-- start --

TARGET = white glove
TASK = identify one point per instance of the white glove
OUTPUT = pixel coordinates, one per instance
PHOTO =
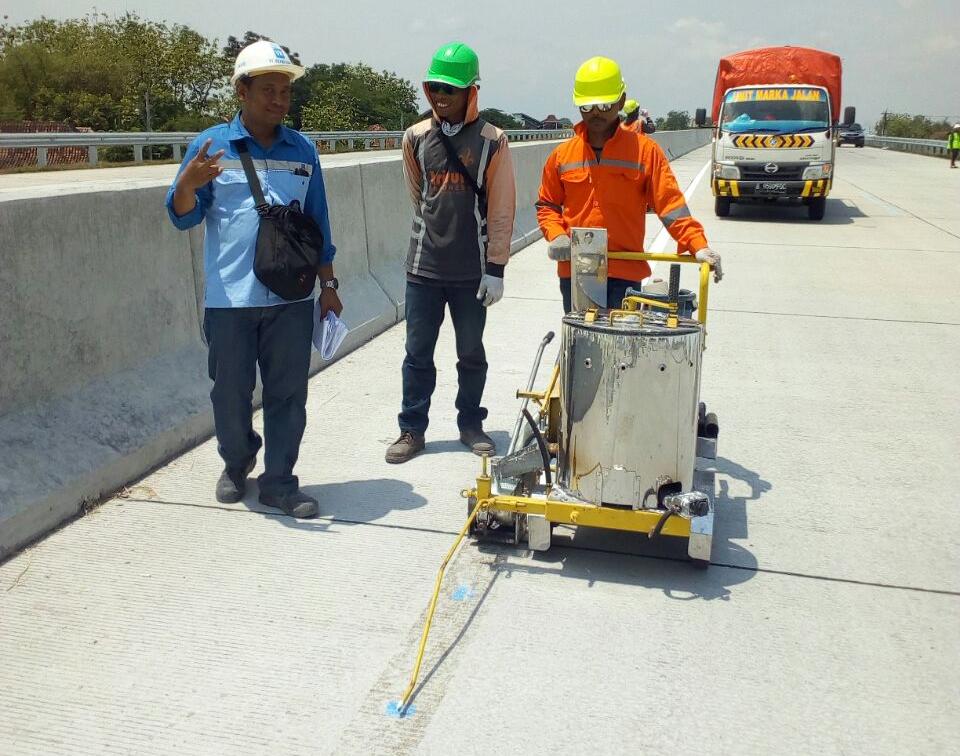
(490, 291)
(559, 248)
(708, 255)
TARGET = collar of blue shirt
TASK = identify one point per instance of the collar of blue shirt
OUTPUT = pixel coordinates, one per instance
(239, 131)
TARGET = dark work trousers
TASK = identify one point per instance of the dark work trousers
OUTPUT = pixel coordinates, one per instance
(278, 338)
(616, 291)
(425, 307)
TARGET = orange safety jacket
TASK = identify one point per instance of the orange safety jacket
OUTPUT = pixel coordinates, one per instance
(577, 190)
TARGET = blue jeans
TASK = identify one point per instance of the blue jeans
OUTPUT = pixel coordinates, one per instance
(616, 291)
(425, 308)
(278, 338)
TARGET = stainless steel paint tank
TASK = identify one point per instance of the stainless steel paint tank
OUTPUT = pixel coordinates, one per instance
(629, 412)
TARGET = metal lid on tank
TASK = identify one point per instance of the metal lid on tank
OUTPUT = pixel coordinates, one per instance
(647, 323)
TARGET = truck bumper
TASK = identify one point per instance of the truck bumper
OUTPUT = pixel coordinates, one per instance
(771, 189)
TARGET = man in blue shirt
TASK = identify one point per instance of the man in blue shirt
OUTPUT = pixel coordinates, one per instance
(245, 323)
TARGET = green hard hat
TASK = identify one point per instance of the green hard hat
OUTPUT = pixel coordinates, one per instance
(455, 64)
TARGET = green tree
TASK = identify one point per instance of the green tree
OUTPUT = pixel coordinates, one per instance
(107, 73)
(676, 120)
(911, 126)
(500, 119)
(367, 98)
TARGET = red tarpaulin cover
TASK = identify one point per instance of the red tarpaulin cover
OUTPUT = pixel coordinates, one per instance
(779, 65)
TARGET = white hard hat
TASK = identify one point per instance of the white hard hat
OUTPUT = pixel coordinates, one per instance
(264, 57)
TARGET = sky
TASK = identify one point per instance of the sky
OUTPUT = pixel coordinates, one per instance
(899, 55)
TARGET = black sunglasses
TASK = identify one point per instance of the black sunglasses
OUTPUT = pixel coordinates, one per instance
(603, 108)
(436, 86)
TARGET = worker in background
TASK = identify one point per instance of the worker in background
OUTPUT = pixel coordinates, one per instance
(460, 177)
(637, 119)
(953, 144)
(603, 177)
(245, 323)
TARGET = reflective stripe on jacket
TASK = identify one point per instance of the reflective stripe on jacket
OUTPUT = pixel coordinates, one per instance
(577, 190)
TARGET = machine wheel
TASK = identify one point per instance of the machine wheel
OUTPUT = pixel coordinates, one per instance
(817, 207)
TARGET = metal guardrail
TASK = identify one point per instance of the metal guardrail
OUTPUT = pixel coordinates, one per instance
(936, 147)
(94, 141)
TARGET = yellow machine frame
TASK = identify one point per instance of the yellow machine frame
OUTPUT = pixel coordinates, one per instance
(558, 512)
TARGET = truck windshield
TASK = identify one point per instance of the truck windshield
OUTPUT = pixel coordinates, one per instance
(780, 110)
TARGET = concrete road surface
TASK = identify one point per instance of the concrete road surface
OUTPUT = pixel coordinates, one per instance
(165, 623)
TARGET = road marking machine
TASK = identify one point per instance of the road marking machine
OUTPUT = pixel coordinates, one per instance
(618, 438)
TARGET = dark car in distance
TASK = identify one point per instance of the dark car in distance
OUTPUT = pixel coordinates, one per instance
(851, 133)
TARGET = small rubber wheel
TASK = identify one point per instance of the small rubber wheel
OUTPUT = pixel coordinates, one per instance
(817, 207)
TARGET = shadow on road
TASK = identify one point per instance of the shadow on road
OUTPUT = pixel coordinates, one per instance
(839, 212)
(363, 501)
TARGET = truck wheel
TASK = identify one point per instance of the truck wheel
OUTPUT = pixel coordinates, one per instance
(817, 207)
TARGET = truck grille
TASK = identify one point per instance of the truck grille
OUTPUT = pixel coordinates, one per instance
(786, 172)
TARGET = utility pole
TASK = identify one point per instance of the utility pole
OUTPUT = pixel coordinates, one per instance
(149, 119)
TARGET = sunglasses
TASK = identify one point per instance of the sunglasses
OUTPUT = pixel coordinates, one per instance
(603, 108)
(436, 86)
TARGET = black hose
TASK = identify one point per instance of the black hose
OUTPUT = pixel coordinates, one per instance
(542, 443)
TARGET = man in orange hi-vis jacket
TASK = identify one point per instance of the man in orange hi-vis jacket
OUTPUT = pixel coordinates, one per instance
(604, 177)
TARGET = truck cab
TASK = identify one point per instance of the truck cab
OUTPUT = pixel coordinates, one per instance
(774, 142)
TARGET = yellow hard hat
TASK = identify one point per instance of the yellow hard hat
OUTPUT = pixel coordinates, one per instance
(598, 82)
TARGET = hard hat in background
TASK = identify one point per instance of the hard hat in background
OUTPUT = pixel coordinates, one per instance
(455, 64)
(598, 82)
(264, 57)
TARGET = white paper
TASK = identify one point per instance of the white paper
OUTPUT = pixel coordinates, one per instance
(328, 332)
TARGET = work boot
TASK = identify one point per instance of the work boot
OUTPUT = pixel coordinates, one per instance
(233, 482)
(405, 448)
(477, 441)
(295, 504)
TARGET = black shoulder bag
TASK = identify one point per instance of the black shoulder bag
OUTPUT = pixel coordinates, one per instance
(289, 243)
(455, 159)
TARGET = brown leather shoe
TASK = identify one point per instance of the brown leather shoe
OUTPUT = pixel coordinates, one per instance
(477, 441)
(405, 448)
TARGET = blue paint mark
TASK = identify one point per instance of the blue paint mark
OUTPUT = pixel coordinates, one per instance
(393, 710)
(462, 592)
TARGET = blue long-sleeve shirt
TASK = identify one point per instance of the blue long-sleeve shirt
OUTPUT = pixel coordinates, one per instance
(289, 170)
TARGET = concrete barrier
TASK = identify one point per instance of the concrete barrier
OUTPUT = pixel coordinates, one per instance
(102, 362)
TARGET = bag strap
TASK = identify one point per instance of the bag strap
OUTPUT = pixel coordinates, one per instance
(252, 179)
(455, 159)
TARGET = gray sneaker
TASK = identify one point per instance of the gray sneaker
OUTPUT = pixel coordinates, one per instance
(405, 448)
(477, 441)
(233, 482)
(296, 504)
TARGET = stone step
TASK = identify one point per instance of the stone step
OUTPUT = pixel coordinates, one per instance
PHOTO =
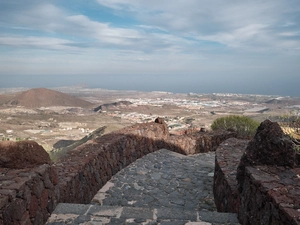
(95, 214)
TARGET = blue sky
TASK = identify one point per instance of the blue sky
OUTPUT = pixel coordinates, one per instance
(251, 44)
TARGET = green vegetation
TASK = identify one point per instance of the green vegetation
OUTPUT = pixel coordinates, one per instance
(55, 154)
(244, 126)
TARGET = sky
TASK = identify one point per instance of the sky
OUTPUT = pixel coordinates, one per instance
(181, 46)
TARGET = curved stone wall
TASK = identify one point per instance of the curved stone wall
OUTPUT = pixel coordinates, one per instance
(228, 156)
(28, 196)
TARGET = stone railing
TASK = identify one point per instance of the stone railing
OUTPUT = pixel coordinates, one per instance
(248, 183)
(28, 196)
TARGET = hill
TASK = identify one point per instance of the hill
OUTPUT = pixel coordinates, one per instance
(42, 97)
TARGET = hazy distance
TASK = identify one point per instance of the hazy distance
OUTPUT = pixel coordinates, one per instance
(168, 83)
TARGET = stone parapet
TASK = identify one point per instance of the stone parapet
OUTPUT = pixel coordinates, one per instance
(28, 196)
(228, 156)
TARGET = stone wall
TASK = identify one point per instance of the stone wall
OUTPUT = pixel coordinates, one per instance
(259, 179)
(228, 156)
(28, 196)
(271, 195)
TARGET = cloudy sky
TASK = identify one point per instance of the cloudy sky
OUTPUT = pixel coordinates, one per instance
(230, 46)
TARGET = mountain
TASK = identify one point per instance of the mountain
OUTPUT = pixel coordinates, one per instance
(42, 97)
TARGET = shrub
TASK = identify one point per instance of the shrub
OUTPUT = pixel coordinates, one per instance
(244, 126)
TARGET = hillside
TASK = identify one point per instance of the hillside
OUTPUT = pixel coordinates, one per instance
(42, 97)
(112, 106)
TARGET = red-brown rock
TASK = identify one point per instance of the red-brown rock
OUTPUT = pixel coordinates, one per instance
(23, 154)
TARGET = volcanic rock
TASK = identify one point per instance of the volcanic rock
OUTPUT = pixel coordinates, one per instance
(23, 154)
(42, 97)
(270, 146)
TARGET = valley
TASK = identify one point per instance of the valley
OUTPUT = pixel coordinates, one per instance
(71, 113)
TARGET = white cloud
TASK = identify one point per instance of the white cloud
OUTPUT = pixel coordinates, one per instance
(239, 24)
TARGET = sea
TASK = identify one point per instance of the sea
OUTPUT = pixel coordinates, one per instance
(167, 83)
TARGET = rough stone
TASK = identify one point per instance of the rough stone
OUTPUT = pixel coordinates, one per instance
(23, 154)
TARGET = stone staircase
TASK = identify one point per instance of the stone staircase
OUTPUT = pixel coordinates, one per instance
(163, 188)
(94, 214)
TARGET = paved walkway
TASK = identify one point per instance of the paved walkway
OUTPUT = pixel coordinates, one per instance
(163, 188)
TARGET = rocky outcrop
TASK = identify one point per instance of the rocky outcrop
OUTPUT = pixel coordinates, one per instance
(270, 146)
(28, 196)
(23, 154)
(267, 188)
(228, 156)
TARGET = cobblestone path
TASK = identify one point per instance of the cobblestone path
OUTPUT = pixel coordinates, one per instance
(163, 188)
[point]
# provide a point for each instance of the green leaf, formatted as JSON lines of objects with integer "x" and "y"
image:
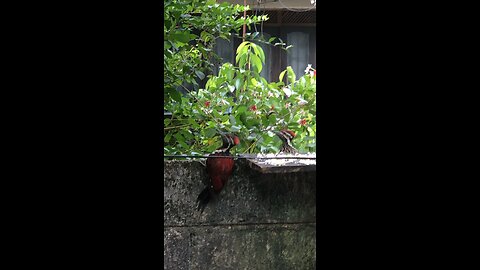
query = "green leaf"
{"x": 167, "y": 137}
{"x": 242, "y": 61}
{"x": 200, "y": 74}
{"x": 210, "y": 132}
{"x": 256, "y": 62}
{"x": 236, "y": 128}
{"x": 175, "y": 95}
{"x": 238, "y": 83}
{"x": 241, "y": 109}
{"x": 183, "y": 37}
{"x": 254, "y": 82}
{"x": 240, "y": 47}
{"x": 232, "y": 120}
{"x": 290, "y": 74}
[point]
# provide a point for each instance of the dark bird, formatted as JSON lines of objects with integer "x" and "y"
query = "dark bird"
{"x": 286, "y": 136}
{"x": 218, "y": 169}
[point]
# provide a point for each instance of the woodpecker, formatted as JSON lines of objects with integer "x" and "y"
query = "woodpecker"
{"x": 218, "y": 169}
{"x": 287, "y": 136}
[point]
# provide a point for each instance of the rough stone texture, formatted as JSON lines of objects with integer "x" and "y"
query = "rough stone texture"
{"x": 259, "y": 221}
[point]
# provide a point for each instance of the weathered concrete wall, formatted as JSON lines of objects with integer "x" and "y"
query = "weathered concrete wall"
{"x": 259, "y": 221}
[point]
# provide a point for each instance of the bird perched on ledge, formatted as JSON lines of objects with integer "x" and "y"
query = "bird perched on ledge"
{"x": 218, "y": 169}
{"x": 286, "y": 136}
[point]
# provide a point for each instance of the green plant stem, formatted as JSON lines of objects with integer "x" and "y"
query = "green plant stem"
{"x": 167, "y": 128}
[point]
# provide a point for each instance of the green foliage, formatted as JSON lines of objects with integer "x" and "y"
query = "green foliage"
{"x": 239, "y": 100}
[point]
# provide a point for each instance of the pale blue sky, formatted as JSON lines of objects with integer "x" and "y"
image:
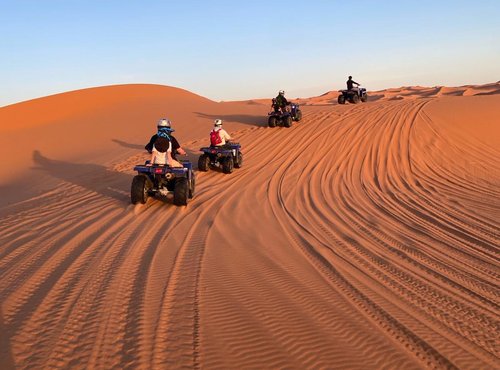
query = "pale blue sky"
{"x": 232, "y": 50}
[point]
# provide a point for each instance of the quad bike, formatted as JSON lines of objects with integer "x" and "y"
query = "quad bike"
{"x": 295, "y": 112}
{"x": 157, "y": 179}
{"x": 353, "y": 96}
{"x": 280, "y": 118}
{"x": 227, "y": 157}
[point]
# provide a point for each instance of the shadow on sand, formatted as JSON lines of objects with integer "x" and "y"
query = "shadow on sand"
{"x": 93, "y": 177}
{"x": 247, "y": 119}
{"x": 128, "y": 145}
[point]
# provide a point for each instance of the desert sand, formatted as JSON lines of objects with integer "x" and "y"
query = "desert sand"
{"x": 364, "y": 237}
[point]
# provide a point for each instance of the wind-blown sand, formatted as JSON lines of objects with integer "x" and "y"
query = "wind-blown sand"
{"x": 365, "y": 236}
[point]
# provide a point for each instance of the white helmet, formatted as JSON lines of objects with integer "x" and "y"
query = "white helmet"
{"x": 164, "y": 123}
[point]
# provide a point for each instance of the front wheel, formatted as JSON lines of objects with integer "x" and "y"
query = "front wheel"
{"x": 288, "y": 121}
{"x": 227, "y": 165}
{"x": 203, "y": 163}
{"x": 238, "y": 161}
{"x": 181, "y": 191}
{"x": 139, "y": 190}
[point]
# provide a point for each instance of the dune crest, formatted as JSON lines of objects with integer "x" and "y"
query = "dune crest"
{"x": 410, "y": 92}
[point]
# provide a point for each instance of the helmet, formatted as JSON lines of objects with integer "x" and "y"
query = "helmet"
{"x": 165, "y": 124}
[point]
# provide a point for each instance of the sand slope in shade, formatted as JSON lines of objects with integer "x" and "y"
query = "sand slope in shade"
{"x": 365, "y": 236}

-- end --

## Directive
Please pull out every line above that contains the word "desert", matching case exactly.

## Task answer
# provide a point for each instance of the desert sand, formatted as JSON lines of objects with integer "x" and "y"
query = "desert sand"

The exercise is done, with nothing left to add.